Arrange the entries below, from the line containing "Can you find the traffic" through the line containing "x=463, y=90", inclusive, as a Markdown table with the columns Row and Line. Leave out any blank lines.

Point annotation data
----------

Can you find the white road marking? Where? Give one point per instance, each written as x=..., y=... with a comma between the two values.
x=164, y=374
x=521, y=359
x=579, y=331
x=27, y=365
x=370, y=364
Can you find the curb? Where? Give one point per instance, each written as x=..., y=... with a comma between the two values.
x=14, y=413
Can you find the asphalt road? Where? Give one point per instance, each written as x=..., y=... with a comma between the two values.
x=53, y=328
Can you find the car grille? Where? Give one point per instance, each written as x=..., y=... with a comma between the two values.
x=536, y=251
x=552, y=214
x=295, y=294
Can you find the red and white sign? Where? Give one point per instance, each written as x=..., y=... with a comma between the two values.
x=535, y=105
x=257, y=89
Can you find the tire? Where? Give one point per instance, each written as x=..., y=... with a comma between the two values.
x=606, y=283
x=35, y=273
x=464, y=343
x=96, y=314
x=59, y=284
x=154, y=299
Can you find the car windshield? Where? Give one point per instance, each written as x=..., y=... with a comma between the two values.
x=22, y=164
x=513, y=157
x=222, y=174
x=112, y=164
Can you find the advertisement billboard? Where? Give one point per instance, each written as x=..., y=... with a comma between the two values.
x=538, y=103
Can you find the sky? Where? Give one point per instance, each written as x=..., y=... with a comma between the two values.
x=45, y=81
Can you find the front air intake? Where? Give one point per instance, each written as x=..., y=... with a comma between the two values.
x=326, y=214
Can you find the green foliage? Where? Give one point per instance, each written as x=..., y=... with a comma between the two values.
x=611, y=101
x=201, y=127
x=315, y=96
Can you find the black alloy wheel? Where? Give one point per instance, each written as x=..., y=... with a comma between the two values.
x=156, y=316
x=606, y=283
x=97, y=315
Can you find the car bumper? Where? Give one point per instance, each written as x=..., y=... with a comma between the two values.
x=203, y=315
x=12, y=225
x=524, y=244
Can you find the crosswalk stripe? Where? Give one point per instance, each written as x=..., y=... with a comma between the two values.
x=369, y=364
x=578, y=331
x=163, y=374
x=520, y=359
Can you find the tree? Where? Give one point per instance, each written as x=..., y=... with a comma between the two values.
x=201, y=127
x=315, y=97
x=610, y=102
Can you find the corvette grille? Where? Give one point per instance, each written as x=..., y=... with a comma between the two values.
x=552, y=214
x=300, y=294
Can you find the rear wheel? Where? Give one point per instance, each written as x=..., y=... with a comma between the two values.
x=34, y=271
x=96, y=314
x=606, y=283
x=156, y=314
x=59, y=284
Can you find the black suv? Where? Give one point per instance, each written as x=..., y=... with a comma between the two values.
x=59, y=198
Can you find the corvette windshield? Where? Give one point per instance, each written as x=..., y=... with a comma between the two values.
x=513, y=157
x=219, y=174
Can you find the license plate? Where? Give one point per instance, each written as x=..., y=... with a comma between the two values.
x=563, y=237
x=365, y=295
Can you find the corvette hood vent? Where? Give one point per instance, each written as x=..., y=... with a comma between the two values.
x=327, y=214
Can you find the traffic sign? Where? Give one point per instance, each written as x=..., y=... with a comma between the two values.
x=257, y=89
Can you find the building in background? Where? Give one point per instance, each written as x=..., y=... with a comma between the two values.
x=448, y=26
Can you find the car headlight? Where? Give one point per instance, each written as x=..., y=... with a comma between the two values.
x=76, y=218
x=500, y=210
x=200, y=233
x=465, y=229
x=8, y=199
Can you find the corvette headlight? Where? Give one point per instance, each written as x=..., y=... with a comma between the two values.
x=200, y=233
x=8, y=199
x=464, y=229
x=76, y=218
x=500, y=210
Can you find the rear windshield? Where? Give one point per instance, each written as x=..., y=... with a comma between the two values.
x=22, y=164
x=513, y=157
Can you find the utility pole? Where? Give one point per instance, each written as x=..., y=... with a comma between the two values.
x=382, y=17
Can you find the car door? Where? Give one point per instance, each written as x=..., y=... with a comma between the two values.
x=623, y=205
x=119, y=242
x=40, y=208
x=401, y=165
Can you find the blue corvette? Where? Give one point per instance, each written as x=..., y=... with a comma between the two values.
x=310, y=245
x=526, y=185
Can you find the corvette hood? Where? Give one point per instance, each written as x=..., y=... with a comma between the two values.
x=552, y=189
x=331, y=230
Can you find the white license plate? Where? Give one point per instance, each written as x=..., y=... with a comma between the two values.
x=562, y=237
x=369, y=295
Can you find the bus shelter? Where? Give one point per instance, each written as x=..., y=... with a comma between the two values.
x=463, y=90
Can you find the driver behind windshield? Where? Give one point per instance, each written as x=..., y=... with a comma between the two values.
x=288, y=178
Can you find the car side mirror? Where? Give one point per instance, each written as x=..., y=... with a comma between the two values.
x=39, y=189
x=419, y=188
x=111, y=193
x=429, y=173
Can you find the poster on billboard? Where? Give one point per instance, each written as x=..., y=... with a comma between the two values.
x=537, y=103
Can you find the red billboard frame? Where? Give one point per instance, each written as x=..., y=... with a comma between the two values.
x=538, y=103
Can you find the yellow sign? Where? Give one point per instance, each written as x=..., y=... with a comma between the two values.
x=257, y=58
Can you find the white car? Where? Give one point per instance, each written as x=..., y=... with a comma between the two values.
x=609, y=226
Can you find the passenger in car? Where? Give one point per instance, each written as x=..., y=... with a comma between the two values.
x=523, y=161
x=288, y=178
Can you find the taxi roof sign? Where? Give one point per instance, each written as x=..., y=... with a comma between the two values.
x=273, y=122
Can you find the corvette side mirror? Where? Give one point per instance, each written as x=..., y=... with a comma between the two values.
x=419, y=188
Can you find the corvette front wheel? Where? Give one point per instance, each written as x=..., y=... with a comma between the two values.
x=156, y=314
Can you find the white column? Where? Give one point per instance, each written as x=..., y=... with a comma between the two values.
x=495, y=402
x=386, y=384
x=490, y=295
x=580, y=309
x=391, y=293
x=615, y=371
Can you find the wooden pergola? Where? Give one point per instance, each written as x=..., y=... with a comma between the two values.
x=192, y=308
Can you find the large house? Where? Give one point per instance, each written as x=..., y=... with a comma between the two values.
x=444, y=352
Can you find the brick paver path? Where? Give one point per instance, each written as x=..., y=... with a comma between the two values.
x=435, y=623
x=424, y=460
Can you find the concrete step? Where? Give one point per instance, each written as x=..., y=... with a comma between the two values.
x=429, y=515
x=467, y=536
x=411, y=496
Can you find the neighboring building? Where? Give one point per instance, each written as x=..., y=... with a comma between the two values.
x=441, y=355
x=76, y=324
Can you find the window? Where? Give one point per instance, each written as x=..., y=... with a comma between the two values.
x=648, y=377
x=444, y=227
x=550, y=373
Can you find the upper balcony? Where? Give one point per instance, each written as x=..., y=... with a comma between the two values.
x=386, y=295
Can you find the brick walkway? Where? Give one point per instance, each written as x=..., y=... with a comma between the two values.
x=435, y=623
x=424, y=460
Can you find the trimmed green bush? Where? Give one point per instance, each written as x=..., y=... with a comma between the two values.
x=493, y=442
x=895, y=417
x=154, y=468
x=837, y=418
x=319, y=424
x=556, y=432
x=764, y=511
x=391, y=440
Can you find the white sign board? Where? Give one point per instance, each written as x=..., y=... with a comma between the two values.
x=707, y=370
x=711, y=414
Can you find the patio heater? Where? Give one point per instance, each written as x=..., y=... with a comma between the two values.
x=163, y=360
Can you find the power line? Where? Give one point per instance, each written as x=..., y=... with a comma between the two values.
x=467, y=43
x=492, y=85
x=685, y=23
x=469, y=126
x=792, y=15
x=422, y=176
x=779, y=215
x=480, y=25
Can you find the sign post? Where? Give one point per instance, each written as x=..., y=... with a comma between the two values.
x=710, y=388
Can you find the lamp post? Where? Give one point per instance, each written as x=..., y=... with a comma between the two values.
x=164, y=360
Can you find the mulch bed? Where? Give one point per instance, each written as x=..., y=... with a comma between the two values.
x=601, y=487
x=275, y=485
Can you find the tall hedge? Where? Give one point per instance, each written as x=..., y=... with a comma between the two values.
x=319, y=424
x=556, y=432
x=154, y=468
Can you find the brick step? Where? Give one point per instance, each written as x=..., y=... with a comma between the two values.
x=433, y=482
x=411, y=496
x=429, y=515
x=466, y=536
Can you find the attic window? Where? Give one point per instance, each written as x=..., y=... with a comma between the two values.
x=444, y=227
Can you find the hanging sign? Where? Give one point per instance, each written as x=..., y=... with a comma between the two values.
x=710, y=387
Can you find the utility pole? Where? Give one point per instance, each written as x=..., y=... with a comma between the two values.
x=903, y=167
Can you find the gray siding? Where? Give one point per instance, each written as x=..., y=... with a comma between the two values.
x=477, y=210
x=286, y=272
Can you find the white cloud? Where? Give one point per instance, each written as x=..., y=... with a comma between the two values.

----------

THE RESPONSE
| Row | Line |
|---|---|
| 1 | Can you find the traffic sign? Where? Give one point per instance, each written as x=..., y=... with a comma between the two values. |
| 2 | x=257, y=89 |
| 3 | Can you find the building in background? Where? Give one point per instance, each written as x=..., y=... with a comma between the two values. |
| 4 | x=448, y=26 |
| 5 | Can you find the car headlight? Where? Give one point per instance, each written as x=..., y=... with a comma between the two values. |
| 6 | x=76, y=218 |
| 7 | x=500, y=210 |
| 8 | x=200, y=233 |
| 9 | x=465, y=229 |
| 10 | x=8, y=199 |
| 11 | Can you find the corvette headlight? Where? Give one point per instance, each written as x=..., y=... with a comma between the two values. |
| 12 | x=200, y=233 |
| 13 | x=8, y=199 |
| 14 | x=464, y=229 |
| 15 | x=76, y=218 |
| 16 | x=500, y=210 |
| 17 | Can you find the rear windshield? Where? Give one point per instance, each written as x=..., y=... with a comma between the two values. |
| 18 | x=22, y=164 |
| 19 | x=513, y=157 |
| 20 | Can you find the utility pole? Where? Give one point per instance, each written as x=..., y=... with a comma between the two values. |
| 21 | x=382, y=17 |
| 22 | Can you find the car door? Where? Give one point per instance, each written as x=..., y=... with a comma between the two values. |
| 23 | x=623, y=205 |
| 24 | x=119, y=242 |
| 25 | x=40, y=208 |
| 26 | x=401, y=165 |
| 27 | Can you find the blue corvette? Where? Give one point per instance, each written as x=..., y=... with a comma between the two values. |
| 28 | x=310, y=245 |
| 29 | x=526, y=185 |
| 30 | Can you find the corvette hood? Where? Give one point per instance, each written as x=..., y=... with a comma between the two values. |
| 31 | x=552, y=189 |
| 32 | x=331, y=230 |
| 33 | Can you find the white license plate? Where? Give one point per instance, each written as x=..., y=... with a comma between the two values. |
| 34 | x=562, y=237 |
| 35 | x=369, y=295 |
| 36 | Can you find the bus shelter? Where? Give one point per instance, each written as x=..., y=... with a comma between the two values. |
| 37 | x=463, y=90 |